- [PROBLEM DESCRIPTION]: Set down the entries exactly. No line may differ from its source.

- [PROVIDED ENTRIES]:
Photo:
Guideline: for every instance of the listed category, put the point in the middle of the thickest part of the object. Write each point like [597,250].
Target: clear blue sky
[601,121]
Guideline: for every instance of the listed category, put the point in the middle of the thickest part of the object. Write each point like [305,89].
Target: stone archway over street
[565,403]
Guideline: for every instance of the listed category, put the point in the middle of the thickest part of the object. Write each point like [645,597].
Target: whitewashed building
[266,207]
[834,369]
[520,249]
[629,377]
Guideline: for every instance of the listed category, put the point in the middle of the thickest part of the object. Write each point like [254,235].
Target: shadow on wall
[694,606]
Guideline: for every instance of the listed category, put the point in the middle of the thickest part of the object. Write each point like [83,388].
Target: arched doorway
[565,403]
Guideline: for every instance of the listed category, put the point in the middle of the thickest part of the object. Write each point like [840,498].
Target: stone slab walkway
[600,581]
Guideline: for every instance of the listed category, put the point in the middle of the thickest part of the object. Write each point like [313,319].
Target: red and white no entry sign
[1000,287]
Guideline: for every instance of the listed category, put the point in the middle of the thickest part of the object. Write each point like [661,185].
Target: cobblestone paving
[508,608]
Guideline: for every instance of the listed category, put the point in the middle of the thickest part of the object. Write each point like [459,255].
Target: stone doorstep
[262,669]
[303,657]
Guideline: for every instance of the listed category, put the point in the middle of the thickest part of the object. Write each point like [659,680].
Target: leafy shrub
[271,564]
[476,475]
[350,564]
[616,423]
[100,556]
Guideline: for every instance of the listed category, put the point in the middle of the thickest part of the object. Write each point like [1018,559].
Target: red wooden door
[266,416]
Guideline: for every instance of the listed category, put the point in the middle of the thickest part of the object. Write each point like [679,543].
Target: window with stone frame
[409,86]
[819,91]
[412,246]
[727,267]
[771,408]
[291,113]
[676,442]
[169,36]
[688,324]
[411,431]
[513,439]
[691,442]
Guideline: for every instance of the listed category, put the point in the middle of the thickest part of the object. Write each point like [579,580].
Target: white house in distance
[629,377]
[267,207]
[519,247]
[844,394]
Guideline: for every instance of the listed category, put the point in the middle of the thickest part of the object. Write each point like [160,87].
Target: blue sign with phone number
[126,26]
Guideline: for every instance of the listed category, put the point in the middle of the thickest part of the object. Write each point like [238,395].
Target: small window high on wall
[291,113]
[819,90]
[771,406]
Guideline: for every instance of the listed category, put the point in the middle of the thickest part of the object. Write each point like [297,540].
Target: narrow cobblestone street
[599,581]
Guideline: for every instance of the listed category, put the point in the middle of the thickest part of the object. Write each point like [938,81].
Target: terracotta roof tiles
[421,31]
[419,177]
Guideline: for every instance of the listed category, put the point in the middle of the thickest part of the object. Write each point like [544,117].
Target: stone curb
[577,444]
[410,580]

- [OUTPUT BELOW]:
Photo:
Guideline: for every instance of the listed category, put the point in the middle of the thickest part of the object. Write each point like [597,250].
Target: clear blue sky
[601,121]
Guideline: for every instance of the listed category, put the point in the middle of the thickest part of the object. Write each point like [305,89].
Target: stone archway over street
[565,403]
Guideline: for every instance of the listed category, put the point in the middle of the thickest part of the object. Write each point like [645,597].
Target: whitewashed building
[266,207]
[834,369]
[520,249]
[629,377]
Guideline: for every instance of the listed category, put the point in the middle of the thickest part of the object. Write each point like [254,235].
Target: shadow on wall
[694,606]
Guideline: for every instance of the listed category, put the point in the middle of the thickest part of the object. Write each point like [83,388].
Target: arched doorway
[565,403]
Guideline: for every instance of the listed category, put the point in the middle of the thickest part of the object. Write each point like [840,498].
Target: stone slab walkway
[600,581]
Guideline: for every instance of the listed category, put the point in the middle of the thickest part of the object. Write each point like [313,319].
Target: red and white no entry sign
[1000,287]
Guideline: for every instance of the listed category, put the point in the middle of the thickest part of the object. Write each point like [661,185].
Target: cobblestone paving
[508,608]
Guideline: for every instance of the listed category, put the point in the middle of the thickest part of the object. Write each point like [459,255].
Target: stone doorstep
[262,669]
[303,657]
Guideline: for every instance of the listed category, put the point in the middle of the thickest part of the object. Write each point like [659,680].
Target: leafy shrub
[271,564]
[476,475]
[350,564]
[616,423]
[100,556]
Guideline: for every instance of the listed category, put the point in the middle of the thickest part of the object. Write each point like [1018,559].
Target: red wooden door
[266,416]
Guideline: for every instance of the listed category, put the point in the middle of the thickest part of the object. Write each point like [679,543].
Target: window with stone frame
[409,86]
[819,91]
[412,246]
[727,267]
[771,408]
[291,113]
[676,442]
[169,36]
[688,324]
[411,431]
[513,439]
[691,442]
Guideline: for every instance of the listed category, put the point in the middle of the thickest part of the object. Write each point like [579,580].
Target: white house in distance
[629,377]
[267,207]
[519,247]
[844,394]
Guideline: for every instance of the listed category, put the point in the middle of the thickest part of the object. Write each point like [160,87].
Target: blue sign with phone number
[126,26]
Guideline: for every instance of the listed category, put the point in the middle of the thickest part of the object. Write each point like [238,395].
Target: small window high on wall
[291,113]
[819,90]
[771,406]
Guideline: for every instance of the listed category, put the point in the middle of the thickest part of the object. Write each point like [297,540].
Target: narrow cobblestone street
[599,581]
Guideline: for every instance of the listed category, put the point in the middle of the thickest part of the object. Write each point like [938,81].
Target: terracotta roof tiles
[421,31]
[419,177]
Guideline: for every instance of the listed category, put the point in the middle of the thickest part of the object. Write each point like [544,117].
Target: stone curb
[577,444]
[410,580]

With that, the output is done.